# Reading passage start

Being 75 years old has not slowed John Jackson down one bit. The ebullient troubadour and Piedmont style picker has been hitting the touring trail hard following the release of Front Porch Blues on Alligator Records. It’s a delightful collection of ballads and blues sung in the gentle, appealing manner that has been Jackson’s trademark since the ’60s. Talking on the phone to the first generation country bluesman from his home in Virginia Falls, Virginia, it quickly becomes apparent that his warm and engaging singing style is simply an extension of his genuinely friendly and mellifluous speaking voice.

“Yes sir, I’m real glad to be with this company,” he says of his recent signing to Alligator, though it’s obvious that Jackson would undoubtedly be singing and playing every day regardless of any record company affiliation. It’s been second nature to him since 1932 when, at age eight, he began playing weekend parties with his parents around Rappahanock County, Virginia.

“Yes sir,” he beams over the phone, running down his recent itinerary, “I just got back from the Pete Seeger Festival in New York, the Chicago Blues Festival, coffeehouses and clubs in New Jersey, Tucson, Seattle….Lord, just so many different places.” And the response has been enthusiastic everywhere he goes.

# Reading passage end
# Records shown start

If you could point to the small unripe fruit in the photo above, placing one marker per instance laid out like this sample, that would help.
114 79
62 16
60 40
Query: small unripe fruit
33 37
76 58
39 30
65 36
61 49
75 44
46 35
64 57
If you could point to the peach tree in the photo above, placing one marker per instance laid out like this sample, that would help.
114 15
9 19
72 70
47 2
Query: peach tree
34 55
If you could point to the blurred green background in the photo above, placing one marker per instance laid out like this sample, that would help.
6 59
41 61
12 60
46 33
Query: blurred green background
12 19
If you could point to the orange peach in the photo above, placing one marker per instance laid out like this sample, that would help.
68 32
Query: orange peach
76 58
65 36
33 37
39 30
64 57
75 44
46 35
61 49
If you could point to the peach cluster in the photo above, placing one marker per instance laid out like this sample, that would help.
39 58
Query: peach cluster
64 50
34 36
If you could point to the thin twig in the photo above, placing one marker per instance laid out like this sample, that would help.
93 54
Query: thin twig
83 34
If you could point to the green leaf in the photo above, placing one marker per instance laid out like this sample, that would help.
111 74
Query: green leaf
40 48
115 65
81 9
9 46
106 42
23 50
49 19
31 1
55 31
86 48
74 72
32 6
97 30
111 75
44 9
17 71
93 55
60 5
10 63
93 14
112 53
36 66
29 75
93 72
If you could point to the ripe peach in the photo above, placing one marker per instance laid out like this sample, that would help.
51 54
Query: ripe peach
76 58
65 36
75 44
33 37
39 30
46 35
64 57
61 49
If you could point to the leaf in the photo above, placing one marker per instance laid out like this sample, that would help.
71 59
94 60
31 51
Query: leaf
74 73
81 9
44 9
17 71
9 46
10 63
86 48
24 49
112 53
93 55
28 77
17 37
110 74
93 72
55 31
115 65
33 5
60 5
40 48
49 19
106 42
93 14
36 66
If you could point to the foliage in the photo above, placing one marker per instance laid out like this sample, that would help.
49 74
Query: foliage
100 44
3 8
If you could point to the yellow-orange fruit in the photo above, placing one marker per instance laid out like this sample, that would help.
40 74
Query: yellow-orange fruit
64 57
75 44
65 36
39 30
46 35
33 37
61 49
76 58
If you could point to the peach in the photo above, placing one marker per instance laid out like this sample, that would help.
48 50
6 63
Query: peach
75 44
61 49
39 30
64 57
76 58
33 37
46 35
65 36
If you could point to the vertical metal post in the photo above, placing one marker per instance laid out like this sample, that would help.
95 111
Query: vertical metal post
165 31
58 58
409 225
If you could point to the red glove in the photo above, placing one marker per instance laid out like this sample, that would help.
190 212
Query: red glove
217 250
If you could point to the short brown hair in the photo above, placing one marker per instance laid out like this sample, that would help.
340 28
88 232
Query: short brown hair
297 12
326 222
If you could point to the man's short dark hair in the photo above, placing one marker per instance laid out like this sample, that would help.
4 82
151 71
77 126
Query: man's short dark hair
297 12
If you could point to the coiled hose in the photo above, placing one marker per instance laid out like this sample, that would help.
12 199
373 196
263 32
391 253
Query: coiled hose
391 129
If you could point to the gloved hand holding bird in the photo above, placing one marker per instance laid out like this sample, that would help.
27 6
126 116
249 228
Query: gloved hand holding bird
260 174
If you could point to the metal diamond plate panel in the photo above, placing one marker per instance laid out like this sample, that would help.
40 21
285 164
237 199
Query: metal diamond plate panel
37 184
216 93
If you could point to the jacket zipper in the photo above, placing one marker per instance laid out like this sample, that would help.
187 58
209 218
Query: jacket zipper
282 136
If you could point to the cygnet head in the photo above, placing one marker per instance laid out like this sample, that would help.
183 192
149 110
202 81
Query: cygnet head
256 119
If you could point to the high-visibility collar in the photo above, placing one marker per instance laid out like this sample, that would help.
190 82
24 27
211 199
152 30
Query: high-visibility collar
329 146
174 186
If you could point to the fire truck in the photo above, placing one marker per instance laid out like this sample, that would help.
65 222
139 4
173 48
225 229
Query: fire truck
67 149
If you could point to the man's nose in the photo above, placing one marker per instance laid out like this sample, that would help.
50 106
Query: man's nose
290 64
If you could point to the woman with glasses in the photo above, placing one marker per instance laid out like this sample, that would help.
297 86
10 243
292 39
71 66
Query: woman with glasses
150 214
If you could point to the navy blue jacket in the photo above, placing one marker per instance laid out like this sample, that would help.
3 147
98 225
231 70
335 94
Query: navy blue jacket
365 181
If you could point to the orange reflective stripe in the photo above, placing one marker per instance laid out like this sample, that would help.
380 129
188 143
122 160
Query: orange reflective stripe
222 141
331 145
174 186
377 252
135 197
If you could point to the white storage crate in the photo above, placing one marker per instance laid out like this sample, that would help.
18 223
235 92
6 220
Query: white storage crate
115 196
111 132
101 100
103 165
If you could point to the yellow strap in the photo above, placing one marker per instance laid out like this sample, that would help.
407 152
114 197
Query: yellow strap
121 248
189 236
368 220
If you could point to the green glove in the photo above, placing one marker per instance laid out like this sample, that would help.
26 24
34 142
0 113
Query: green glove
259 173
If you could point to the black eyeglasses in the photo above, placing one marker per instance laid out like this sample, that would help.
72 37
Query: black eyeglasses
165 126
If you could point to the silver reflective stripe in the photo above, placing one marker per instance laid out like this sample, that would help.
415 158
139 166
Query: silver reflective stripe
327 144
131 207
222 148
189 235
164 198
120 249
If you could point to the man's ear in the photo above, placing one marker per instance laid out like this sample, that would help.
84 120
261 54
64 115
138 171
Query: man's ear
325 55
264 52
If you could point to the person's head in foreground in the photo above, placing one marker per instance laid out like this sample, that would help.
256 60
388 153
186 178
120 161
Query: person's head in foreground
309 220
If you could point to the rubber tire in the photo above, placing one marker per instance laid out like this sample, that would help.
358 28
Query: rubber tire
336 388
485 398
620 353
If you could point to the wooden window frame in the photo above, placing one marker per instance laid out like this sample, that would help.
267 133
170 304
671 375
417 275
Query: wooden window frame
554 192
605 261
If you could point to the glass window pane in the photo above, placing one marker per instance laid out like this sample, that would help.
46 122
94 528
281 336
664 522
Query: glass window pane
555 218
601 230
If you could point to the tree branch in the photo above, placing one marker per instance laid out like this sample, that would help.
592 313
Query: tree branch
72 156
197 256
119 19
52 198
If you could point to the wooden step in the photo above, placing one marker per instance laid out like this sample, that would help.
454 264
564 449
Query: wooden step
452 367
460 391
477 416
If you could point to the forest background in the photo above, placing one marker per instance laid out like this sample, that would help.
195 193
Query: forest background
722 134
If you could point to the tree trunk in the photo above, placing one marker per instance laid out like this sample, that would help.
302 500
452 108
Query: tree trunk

# Records shown end

● Requirement 1: Please copy the John Jackson profile starting at "Being 75 years" and ending at "mellifluous speaking voice.", switching "troubadour" to "minstrel".
● Requirement 2: Resume the profile of John Jackson after its final sentence and write on in the same style.

● Expected answer 1:
Being 75 years old has not slowed John Jackson down one bit. The ebullient minstrel and Piedmont style picker has been hitting the touring trail hard following the release of Front Porch Blues on Alligator Records. It’s a delightful collection of ballads and blues sung in the gentle, appealing manner that has been Jackson’s trademark since the ’60s. Talking on the phone to the first generation country bluesman from his home in Virginia Falls, Virginia, it quickly becomes apparent that his warm and engaging singing style is simply an extension of his genuinely friendly and mellifluous speaking voice.

● Expected answer 2:
Jackson’s storybook entry into the business is the stuff that movies are made of. Although he had been playing just for fun through the ’40s and ’50s while also working as a cook, butler, chauffeur, caretaker and gravedigger to support his family, he was “discovered” one day while giving guitar lessons at a local gas station. Serendipity struck when Chuck Perdue, president of the Folklore Society of Greater Washington D.C., pulled up to the pump for some gas, overheard John playing and instantly knew that he had stumbled onto a true original. Within weeks, he was the toast of the D.C. coffeehouse circuit. In April of 1965 Jackson recorded his first record, Blues and Country Dance Songs From Virginia (newly issued on CD) for the Arhoolie label. And he’s still going strong in that same easy rolling Piedmont vein with Front Porch Blues.